Data extract:
* Begin *

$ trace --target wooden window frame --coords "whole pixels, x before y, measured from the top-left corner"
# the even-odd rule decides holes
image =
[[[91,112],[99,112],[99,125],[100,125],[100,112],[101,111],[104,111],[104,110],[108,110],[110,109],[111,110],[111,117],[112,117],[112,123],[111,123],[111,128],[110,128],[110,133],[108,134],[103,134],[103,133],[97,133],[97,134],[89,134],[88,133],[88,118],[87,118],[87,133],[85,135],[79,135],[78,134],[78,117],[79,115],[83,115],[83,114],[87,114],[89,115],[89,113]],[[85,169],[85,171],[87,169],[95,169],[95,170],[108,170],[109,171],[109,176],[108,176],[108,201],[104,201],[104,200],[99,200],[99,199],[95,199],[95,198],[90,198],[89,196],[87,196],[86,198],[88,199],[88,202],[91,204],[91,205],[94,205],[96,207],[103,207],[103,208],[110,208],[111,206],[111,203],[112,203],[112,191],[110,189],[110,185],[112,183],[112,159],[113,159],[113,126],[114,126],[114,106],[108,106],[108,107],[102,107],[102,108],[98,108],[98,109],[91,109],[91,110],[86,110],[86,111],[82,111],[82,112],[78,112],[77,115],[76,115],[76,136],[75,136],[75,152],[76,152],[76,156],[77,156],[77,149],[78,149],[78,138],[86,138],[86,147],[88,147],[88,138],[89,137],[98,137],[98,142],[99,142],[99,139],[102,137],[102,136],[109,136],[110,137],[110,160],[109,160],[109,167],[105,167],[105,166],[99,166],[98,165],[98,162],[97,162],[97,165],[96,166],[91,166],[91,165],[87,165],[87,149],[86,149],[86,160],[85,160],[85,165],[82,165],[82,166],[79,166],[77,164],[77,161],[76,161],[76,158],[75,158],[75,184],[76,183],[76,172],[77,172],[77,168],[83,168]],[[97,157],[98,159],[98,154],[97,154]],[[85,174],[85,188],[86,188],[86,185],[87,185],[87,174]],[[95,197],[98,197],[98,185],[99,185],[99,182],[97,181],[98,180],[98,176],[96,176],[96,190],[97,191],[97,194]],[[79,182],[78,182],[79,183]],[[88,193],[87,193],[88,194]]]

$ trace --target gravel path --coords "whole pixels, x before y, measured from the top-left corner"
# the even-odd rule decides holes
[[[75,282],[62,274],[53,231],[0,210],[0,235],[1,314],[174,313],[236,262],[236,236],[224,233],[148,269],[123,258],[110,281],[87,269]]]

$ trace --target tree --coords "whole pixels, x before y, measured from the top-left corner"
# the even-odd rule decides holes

* End *

Copy every one of the lines above character for character, changing nothing.

Full output:
$ trace --target wooden window frame --coords "whole pixels, x before y, measured from the top-left corner"
# the even-odd rule decides holes
image =
[[[91,112],[99,112],[99,125],[100,125],[100,112],[101,111],[104,111],[104,110],[108,110],[110,109],[111,110],[111,117],[112,117],[112,123],[111,123],[111,128],[110,128],[110,133],[108,134],[103,134],[103,133],[97,133],[97,134],[89,134],[88,133],[88,118],[87,118],[87,133],[85,135],[79,135],[78,134],[78,117],[79,115],[83,115],[83,114],[87,114],[89,115],[89,113]],[[85,169],[85,171],[87,169],[95,169],[95,170],[108,170],[109,171],[109,176],[108,176],[108,201],[104,201],[104,200],[99,200],[99,199],[95,199],[95,198],[90,198],[89,196],[87,196],[86,198],[88,199],[88,202],[91,204],[91,205],[94,205],[96,207],[103,207],[103,208],[110,208],[111,206],[111,203],[112,203],[112,191],[110,189],[110,185],[112,183],[112,159],[113,159],[113,126],[114,126],[114,106],[108,106],[108,107],[102,107],[102,108],[98,108],[98,109],[91,109],[91,110],[86,110],[86,111],[82,111],[82,112],[78,112],[77,115],[76,115],[76,136],[75,136],[75,152],[76,152],[76,156],[77,156],[77,149],[78,149],[78,138],[86,138],[86,147],[88,147],[88,138],[89,137],[98,137],[98,142],[99,142],[99,139],[102,137],[102,136],[109,136],[110,137],[110,160],[109,160],[109,167],[105,167],[105,166],[99,166],[98,165],[98,162],[97,162],[97,165],[96,166],[91,166],[91,165],[87,165],[87,149],[86,149],[86,160],[85,160],[85,165],[82,165],[82,166],[79,166],[77,164],[77,161],[76,161],[76,158],[75,158],[75,184],[76,183],[76,172],[77,172],[77,168],[83,168]],[[97,157],[98,159],[98,154],[97,154]],[[85,174],[85,188],[86,188],[86,185],[87,185],[87,174]],[[95,197],[98,197],[98,185],[99,185],[99,182],[97,181],[98,180],[98,176],[96,176],[96,190],[97,191],[97,194]],[[79,182],[78,182],[79,183]],[[88,193],[87,193],[88,194]]]

$ trace --target gravel path --coords "whole pixels, x before y, measured from the top-left corner"
# the even-odd rule decides holes
[[[75,282],[62,274],[53,231],[0,210],[0,235],[1,314],[174,313],[236,262],[236,236],[224,233],[148,269],[123,258],[110,281],[87,269]]]

$ trace --target tree --coords "whole pixels, x before y, measured from the top-left corner"
# the even-odd rule decides holes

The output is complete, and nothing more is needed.